● What is required:
State how many lines in the rows below contain the word "instance". Give only the number.

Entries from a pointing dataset
====
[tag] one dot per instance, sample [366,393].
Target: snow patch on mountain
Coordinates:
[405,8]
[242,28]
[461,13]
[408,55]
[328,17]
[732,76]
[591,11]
====
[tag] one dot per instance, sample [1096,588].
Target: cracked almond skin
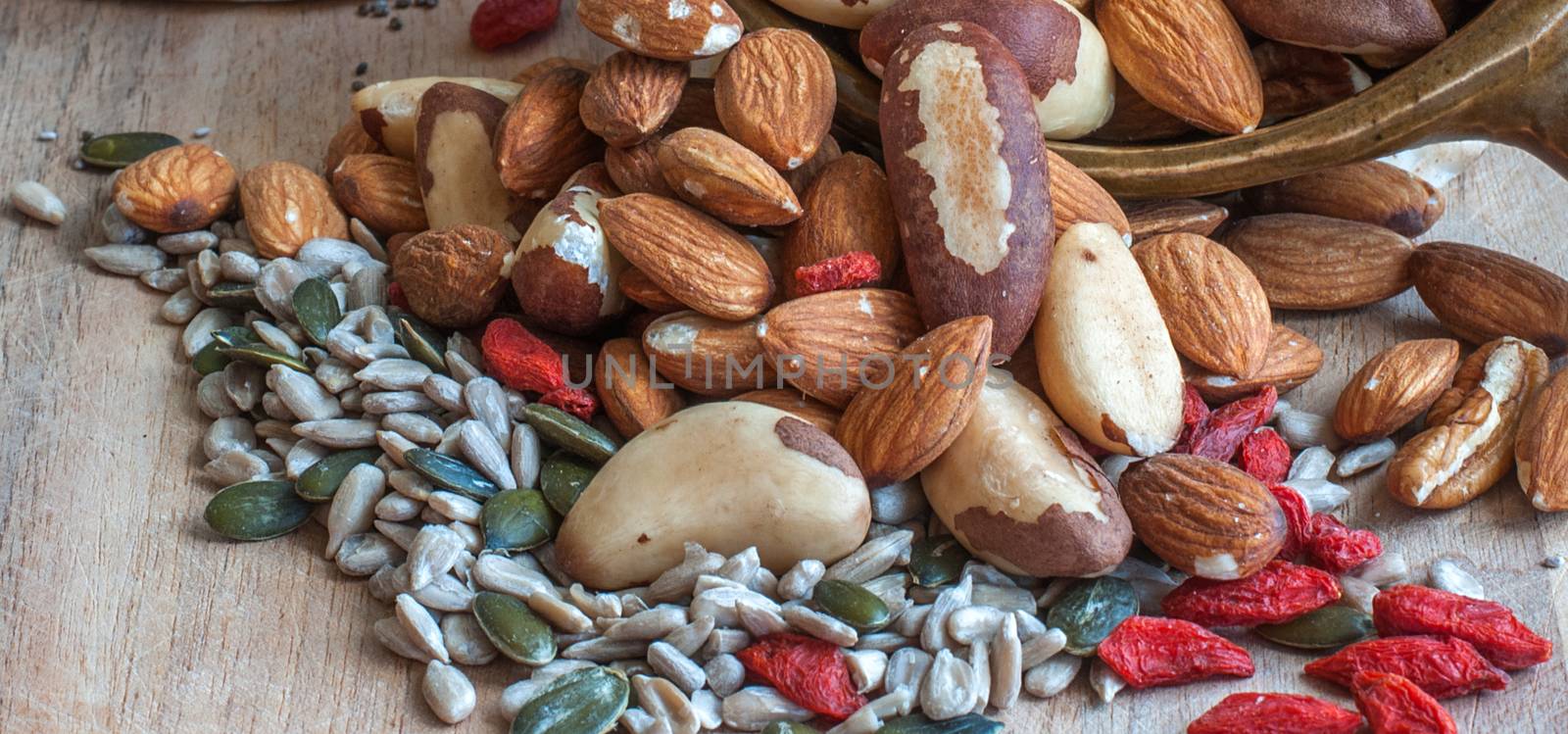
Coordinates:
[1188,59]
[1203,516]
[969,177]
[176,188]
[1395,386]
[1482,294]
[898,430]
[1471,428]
====
● Solution to this task:
2